[Records from a collection]
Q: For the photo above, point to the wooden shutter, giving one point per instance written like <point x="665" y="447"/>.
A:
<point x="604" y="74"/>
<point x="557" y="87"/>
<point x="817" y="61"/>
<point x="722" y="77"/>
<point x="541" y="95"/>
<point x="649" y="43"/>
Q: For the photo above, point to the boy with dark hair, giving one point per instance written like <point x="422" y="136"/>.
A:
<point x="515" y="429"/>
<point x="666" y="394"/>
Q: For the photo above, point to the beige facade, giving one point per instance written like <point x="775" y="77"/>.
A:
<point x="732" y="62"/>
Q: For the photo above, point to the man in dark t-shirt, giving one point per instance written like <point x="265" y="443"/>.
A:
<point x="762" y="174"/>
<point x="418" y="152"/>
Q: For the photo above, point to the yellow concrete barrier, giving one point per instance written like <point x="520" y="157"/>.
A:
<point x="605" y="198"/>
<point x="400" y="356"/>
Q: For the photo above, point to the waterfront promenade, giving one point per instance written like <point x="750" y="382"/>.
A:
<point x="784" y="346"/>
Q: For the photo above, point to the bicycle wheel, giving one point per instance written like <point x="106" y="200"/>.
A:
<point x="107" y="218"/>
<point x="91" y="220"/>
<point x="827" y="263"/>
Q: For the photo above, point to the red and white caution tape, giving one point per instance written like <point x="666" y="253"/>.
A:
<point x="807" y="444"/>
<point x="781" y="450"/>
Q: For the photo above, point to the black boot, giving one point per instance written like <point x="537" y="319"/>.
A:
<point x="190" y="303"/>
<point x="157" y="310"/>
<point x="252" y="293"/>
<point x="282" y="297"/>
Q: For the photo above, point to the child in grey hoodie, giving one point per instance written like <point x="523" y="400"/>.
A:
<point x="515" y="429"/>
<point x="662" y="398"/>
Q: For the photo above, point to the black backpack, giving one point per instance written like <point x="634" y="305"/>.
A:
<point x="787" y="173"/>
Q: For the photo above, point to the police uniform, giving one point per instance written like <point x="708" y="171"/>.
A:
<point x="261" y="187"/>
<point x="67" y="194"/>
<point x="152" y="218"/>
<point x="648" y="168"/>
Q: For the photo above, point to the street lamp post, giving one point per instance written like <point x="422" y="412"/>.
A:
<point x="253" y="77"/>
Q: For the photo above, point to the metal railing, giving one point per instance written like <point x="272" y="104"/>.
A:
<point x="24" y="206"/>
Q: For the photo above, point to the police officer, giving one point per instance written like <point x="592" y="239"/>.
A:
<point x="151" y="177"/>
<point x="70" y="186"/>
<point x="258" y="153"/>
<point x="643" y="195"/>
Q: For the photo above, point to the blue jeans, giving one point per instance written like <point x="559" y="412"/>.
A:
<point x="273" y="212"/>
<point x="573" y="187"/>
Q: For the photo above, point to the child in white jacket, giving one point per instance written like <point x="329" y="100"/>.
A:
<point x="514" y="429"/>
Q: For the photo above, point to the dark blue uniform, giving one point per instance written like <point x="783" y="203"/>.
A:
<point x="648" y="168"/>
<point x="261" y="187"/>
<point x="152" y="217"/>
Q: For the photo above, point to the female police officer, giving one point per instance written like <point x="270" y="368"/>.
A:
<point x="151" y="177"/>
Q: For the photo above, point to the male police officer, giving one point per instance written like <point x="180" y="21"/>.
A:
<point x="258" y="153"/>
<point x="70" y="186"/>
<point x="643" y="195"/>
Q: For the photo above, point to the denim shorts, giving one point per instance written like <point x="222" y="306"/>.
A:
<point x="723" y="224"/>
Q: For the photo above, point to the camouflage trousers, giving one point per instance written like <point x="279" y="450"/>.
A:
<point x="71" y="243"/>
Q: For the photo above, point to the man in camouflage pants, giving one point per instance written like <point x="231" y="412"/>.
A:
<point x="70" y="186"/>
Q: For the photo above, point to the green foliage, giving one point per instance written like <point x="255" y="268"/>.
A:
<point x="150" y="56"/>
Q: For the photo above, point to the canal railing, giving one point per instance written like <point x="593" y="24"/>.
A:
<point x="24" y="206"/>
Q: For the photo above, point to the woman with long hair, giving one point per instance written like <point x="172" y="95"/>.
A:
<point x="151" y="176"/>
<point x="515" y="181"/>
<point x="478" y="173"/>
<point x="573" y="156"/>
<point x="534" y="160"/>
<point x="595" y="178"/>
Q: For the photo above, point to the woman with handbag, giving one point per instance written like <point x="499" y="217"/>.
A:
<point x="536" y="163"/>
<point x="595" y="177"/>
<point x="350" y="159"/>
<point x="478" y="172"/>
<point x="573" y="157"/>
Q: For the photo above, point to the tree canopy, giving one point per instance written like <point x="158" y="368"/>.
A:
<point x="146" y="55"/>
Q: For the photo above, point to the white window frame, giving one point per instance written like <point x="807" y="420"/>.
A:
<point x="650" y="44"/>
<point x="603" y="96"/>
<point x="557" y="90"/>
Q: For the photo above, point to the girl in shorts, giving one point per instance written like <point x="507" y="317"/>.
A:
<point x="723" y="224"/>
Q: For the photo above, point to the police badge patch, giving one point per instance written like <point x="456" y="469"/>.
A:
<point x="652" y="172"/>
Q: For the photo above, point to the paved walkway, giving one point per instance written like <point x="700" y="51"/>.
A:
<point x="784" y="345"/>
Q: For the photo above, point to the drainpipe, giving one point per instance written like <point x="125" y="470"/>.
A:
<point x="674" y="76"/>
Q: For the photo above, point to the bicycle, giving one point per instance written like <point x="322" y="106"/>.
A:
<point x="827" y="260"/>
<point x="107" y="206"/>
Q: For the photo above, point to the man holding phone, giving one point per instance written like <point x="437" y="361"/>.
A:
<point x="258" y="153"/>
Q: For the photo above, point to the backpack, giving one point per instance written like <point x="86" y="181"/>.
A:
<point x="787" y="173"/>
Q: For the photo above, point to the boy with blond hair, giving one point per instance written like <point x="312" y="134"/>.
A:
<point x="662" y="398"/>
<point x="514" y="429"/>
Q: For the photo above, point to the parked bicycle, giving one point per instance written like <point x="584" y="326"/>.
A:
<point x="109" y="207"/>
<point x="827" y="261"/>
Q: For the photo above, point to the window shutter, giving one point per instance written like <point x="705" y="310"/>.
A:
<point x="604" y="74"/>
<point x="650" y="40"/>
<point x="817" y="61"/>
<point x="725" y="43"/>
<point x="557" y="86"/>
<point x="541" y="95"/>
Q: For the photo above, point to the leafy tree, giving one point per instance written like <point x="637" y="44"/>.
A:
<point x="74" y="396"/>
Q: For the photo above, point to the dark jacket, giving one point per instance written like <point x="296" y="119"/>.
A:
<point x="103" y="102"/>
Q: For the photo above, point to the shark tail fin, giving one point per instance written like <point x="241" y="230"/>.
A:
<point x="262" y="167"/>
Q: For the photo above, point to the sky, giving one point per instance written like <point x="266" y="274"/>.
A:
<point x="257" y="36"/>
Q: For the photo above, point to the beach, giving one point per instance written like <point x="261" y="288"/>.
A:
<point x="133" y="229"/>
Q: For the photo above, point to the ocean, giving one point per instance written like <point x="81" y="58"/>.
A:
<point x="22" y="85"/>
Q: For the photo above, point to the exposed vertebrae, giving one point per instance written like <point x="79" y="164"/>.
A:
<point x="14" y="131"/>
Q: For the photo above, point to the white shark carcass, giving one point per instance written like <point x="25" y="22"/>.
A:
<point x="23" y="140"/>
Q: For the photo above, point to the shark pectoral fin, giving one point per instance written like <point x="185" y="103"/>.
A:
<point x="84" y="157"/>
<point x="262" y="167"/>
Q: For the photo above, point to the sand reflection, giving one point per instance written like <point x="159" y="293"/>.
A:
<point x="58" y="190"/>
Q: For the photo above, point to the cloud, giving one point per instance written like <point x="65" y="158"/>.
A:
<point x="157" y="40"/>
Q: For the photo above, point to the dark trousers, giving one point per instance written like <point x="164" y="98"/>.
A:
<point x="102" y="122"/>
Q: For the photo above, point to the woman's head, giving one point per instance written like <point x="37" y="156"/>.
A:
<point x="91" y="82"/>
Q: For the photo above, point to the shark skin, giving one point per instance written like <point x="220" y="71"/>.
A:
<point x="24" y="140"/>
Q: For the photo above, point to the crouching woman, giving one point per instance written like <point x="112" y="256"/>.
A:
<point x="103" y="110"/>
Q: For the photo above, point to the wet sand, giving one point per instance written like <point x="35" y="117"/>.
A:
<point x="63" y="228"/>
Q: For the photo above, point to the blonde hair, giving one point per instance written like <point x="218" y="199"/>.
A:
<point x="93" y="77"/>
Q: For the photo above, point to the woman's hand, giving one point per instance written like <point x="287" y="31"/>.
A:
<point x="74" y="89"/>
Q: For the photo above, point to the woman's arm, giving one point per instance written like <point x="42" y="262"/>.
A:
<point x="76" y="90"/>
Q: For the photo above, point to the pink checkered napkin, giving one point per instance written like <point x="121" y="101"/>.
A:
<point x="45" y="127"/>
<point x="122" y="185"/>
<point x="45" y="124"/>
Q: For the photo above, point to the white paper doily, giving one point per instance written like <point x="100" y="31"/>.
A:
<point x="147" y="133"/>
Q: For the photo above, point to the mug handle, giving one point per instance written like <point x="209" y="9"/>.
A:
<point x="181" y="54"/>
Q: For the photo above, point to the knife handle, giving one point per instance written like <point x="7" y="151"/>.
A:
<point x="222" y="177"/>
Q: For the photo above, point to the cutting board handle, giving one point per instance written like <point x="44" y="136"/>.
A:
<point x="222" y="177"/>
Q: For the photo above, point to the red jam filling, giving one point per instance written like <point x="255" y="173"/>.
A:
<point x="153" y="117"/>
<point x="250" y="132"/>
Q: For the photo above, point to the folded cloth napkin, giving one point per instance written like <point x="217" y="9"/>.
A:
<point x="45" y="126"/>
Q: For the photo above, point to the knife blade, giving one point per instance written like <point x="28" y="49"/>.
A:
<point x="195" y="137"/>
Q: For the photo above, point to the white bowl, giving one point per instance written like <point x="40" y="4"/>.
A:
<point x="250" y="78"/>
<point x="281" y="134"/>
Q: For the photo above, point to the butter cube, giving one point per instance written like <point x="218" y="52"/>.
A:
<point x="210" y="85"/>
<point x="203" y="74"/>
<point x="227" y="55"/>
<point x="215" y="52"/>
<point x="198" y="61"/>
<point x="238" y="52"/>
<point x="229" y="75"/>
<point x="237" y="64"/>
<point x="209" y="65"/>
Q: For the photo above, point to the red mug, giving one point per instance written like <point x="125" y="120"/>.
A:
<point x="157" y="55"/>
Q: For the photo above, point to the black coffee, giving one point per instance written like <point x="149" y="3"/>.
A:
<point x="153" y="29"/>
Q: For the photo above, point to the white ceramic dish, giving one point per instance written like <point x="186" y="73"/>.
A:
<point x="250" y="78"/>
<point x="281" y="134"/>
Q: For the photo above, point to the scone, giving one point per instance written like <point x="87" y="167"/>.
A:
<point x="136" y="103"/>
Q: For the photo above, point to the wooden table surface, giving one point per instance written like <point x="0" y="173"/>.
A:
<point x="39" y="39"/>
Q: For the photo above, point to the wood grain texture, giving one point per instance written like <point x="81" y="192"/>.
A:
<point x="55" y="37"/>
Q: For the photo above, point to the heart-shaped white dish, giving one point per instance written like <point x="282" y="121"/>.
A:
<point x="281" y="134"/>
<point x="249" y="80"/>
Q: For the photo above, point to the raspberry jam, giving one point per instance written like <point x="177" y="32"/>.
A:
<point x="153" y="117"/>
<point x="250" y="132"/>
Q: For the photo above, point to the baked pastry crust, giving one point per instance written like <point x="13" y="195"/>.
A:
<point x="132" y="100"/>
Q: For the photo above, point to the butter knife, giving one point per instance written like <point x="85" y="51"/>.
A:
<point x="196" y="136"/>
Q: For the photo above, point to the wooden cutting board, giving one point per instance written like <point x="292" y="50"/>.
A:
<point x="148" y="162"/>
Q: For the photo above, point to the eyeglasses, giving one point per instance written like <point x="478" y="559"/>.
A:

EXERCISE GOAL: Would you give again, word for word, every line from the one with "Q: For the photo above, point to the wood grain" through the final line of the listing above?

RESULT OF THIS EXERCISE:
Q: For the photo above, point to the wood grain texture, giving one point per instance written like <point x="81" y="192"/>.
A:
<point x="55" y="37"/>
Q: For the photo above, point to the heart-shaped white dish, giving one point per instance written like <point x="282" y="121"/>.
A:
<point x="281" y="134"/>
<point x="249" y="80"/>
Q: For the photo above, point to the raspberry jam, giving one point per instance written like <point x="177" y="32"/>.
A:
<point x="153" y="117"/>
<point x="250" y="132"/>
Q: For the photo above, point to the baked pastry crust, giving one point per instance written like <point x="13" y="195"/>.
A:
<point x="132" y="100"/>
Q: For the photo above, point to the butter knife, giving one point per instance written like <point x="85" y="51"/>.
A:
<point x="196" y="136"/>
Q: For the photo above, point to the wooden cutting board, giving one point per instance written like <point x="292" y="50"/>.
A:
<point x="148" y="162"/>
Q: For the photo above, point to the eyeglasses, giving one point per instance written like <point x="478" y="559"/>.
A:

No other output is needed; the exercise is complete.